**TASKS:**
**a.** From the article on the hemlock woolly adelgid, extract the passage from "This winter’s sub-zero" up to and including "Smokies in 2002.".
**b.** Answer these questions using the article on the hemlock woolly adelgid:
(i) In what year did the adelgid first arrive in the Smokies?
(ii) What is Jesse Webster's job?
(iii) What temperature was reached one night this year at the top of Mount LeConte?

Consecutive harsh winters hammer hemlock-killing insect

After one of the coldest months on record in East Tennessee, many people are more than ready for some warm weather. But the especially frigid winter has been a life-saver for some of the mightiest trees in the forest.

This winter’s sub-zero temperatures in the Great Smoky Mountains National Park have devastated the once unstoppable Hemlock Woolly Adelgid. The adelgid is an invasive insect from Asia that has killed millions of hemlock trees in the eastern United States. They first arrived in the Smokies in 2002.

“You know adelgids have been devastating in the Southeast,” said Jesse Webster, a biologist with the National Park Service who has coordinated the efforts to fight the adelgid in the Great Smoky Mountains. “We’re not just losing this one species of tree. We’re losing all of the associate species, the hundreds of species that rely on this tree.”

Scientists have worked non-stop to save any hemlocks they could. Their efforts are the reason many hemlocks are still alive at campgrounds and other locations in the Park as they were doomed for eradication as the adelgid flourished in the warm Tennessee climate. After more than a decade of taking it on the chin, the last two winters Mother Nature finally helped fight back with a stone-cold combination.

“We know the adelgids start to die when it reaches 3 degrees. We had the really long freeze in 2014 during the polar vortex with the temperature far below zero. That killed 80 to 90 percent of the adelgids in the park. Then this year we had another prolonged cold snap. One night it was -23 at the top of Mount LeConte. We believe that will result in another 80 to 90 percent mortality rate for any of the insects that survived last year. It is really going to help with Hemlock Woolly Adelgid control.”

[Records taken from a dataset]
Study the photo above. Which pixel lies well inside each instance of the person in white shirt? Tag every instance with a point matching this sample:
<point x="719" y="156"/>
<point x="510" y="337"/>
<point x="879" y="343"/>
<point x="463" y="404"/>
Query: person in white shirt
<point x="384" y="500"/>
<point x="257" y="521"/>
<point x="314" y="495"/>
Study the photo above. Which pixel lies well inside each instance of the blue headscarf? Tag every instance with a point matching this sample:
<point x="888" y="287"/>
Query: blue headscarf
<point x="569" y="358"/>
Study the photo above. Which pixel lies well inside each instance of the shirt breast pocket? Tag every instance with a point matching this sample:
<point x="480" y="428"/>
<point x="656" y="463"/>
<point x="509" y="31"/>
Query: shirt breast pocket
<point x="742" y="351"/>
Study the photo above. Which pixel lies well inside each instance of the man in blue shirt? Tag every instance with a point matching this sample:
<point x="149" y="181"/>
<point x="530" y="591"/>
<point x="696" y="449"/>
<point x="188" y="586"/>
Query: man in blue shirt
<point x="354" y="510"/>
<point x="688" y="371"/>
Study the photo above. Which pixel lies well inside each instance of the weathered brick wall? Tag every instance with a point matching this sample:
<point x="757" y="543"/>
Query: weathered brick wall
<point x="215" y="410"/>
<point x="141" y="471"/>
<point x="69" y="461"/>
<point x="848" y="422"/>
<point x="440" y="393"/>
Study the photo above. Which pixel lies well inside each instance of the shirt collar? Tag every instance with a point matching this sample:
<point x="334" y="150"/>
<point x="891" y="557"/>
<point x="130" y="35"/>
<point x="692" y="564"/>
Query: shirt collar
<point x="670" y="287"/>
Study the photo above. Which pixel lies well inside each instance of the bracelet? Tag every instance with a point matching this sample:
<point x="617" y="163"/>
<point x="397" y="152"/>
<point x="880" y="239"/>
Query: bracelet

**LIST OF ANSWERS:**
**a.**
This winter’s sub-zero temperatures in the Great Smoky Mountains National Park have devastated the once unstoppable Hemlock Woolly Adelgid. The adelgid is an invasive insect from Asia that has killed millions of hemlock trees in the eastern United States. They first arrived in the Smokies in 2002.

**b.**
(i) 2002
(ii) He is a biologist with the National Park Service.
(iii) -23